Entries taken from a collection
--------
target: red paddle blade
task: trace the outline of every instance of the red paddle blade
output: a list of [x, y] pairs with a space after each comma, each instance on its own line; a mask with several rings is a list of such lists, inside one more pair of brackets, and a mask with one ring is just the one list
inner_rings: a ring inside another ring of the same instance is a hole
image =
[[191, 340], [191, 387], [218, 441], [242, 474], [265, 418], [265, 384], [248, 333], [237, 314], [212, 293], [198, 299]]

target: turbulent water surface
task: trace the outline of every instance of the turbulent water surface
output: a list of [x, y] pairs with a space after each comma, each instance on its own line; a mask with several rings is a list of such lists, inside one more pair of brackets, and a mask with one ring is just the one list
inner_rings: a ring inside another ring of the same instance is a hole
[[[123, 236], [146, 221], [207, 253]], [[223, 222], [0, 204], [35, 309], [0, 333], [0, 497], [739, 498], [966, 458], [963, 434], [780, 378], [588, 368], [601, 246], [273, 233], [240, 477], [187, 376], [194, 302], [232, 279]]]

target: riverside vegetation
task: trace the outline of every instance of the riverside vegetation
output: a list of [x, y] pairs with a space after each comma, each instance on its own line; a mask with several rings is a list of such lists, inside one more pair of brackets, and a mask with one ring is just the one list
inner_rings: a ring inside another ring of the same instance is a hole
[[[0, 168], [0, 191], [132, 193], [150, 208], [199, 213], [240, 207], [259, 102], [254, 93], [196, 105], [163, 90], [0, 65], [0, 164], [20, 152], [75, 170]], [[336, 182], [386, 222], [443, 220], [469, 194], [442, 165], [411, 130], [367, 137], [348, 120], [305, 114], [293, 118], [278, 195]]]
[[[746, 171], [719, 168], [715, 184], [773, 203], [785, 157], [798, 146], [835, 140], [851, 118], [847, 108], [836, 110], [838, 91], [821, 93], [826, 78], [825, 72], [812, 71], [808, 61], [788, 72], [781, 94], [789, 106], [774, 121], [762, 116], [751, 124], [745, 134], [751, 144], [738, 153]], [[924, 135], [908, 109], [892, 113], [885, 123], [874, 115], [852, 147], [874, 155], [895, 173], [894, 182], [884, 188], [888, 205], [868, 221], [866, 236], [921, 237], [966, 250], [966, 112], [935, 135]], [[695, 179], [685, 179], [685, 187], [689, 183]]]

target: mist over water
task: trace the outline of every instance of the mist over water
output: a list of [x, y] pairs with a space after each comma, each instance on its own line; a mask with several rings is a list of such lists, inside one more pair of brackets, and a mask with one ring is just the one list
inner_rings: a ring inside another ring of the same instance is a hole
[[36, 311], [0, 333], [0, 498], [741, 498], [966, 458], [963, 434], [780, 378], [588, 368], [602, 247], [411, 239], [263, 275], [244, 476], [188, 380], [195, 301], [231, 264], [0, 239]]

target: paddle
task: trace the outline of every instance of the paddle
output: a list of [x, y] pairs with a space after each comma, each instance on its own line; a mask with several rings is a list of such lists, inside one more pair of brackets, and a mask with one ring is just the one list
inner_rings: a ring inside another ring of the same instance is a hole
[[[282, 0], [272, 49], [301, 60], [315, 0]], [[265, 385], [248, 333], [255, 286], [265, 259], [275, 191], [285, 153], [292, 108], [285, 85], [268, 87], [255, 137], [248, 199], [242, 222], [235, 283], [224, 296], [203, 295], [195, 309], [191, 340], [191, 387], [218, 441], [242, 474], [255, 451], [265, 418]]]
--------
» **ACTIVITY**: Line by line, copy the data above exactly as it reads.

» **RESPONSE AREA**:
target: red paddle blade
task: trace the outline of every instance of the red paddle blade
output: a list of [x, y] pairs with a space after each comma, each instance on its own line; a mask with several rings is a list of such lists, inside one more pair of brackets, and a mask with one ring is just the one list
inner_rings: a ring inside another ring of the same instance is a hole
image =
[[191, 340], [191, 387], [218, 441], [242, 474], [265, 418], [265, 384], [248, 333], [237, 314], [212, 293], [198, 299]]

target: turbulent water surface
task: trace the outline of every instance of the turbulent water surface
output: a list of [x, y] pairs with a space after each comma, each instance on its own line; a mask with several rings is a list of such lists, inside one more pair of brackets, and a mask with one ring is just the one list
inner_rings: a ring inside another ring of the same instance is a hole
[[[123, 236], [146, 221], [207, 253]], [[223, 222], [0, 204], [35, 309], [0, 333], [0, 497], [739, 498], [966, 458], [963, 434], [780, 378], [588, 368], [601, 246], [273, 233], [240, 477], [187, 376], [194, 302], [232, 279]]]

target: riverside vegetation
task: trace the outline of every instance of the riverside vegetation
output: a list of [x, y] pairs with a space after each comma, each instance on its own line; a mask with several rings is a list of such lists, inside one more pair of brackets, and a mask with one ring is just the one list
inner_rings: a ring inside another ring of the same instance is a hole
[[[0, 168], [0, 191], [132, 193], [150, 208], [199, 213], [240, 207], [259, 102], [254, 93], [196, 105], [163, 90], [0, 65], [0, 164], [20, 152], [75, 170]], [[336, 182], [386, 222], [443, 220], [469, 194], [442, 165], [411, 130], [367, 137], [348, 120], [305, 114], [293, 118], [278, 195]]]
[[[746, 171], [719, 168], [715, 184], [773, 203], [785, 157], [798, 146], [835, 140], [851, 118], [847, 108], [836, 110], [838, 91], [821, 93], [826, 78], [825, 72], [812, 71], [808, 61], [788, 72], [781, 94], [789, 106], [774, 121], [762, 116], [751, 124], [745, 134], [751, 144], [738, 153]], [[924, 135], [908, 109], [892, 113], [885, 123], [874, 115], [852, 147], [874, 155], [895, 173], [894, 182], [884, 188], [888, 205], [868, 221], [866, 236], [921, 237], [966, 250], [966, 112], [935, 135]], [[695, 179], [685, 179], [685, 187], [689, 183]]]

target: mist over water
task: trace the outline of every instance of the mist over water
output: a list of [x, y] pairs with a space after each comma, each instance on its own line; a mask with several rings is a list of such lists, inside one more pair of brackets, and a mask with one ring is just the one list
inner_rings: a ring inside another ring of the same instance is a hole
[[36, 311], [0, 333], [0, 498], [741, 498], [966, 458], [963, 434], [780, 378], [588, 368], [602, 247], [411, 239], [263, 275], [244, 476], [188, 380], [195, 301], [231, 264], [0, 239]]

target: paddle
task: trace the outline of every instance of the paddle
output: a list of [x, y] pairs with a space after each comma, each instance on its own line; a mask with several rings is a list of such lists, inside one more pair of brackets, and a mask with one ring is just the one list
inner_rings: a ring inside another ring of the same instance is a hole
[[[282, 0], [272, 49], [301, 60], [315, 0]], [[265, 385], [248, 333], [255, 286], [265, 259], [275, 191], [285, 153], [292, 108], [285, 85], [268, 87], [255, 137], [248, 199], [242, 222], [235, 283], [224, 296], [203, 295], [195, 309], [191, 340], [191, 387], [218, 441], [242, 474], [255, 451], [265, 418]]]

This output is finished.